> _Excerpted records_:
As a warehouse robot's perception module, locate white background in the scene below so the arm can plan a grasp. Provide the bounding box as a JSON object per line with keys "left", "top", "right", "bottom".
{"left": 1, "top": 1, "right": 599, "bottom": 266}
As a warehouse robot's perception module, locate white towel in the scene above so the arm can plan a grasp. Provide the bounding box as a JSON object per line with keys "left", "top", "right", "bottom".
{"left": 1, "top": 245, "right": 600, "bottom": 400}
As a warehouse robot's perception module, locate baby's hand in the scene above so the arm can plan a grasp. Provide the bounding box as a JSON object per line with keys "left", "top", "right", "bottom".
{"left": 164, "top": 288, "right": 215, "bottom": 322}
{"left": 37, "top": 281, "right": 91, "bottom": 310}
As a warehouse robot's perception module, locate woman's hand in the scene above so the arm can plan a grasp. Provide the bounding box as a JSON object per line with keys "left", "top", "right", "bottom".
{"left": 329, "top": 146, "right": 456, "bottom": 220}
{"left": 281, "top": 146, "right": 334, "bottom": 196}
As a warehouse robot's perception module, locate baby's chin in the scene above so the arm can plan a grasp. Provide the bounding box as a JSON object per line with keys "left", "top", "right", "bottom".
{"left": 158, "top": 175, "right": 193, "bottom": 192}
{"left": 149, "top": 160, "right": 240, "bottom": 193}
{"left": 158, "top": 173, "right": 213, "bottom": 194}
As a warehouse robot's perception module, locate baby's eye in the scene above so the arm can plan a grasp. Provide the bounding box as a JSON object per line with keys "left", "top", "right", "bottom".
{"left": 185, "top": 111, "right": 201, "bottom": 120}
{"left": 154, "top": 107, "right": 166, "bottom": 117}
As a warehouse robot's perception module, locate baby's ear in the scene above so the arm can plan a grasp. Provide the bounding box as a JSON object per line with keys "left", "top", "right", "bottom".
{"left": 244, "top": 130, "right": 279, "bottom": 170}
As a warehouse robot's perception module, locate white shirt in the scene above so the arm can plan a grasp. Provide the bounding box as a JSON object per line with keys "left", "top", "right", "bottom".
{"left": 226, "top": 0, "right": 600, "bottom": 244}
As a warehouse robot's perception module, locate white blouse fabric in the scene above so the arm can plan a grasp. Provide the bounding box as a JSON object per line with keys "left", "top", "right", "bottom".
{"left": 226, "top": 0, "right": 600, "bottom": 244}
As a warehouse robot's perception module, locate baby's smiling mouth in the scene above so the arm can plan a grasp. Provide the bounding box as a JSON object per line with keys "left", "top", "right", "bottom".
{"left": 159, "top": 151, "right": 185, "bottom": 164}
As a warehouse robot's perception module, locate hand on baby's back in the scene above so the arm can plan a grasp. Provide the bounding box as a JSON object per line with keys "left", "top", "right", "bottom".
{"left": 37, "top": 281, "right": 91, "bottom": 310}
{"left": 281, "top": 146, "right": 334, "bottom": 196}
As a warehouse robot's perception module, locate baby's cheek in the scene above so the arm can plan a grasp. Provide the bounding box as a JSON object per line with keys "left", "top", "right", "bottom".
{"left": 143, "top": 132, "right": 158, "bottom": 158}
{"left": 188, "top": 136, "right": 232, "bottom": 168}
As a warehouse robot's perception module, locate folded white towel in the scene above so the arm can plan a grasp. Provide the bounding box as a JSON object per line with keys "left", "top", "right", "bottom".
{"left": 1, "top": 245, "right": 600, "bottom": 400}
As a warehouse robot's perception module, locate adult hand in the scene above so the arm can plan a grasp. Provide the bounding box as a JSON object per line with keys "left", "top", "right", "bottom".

> _Try it_:
Start from the line that holds "As a warehouse robot's perception module, locate folded" and print each line to the end of the records exactly, leaving out everything before it.

> _Solution_:
As a warehouse robot's perception module, locate folded white towel in the scene above so the arm can plan a grasp. Provide the bounding box as a JSON object per line with keys "left", "top", "right", "bottom".
{"left": 1, "top": 245, "right": 600, "bottom": 400}
As a warehouse robot's perception module, locate adult hand in the scene above so the arm can plan a grasp. Provide the bounding box as a JSON object per line with keys "left", "top", "right", "bottom".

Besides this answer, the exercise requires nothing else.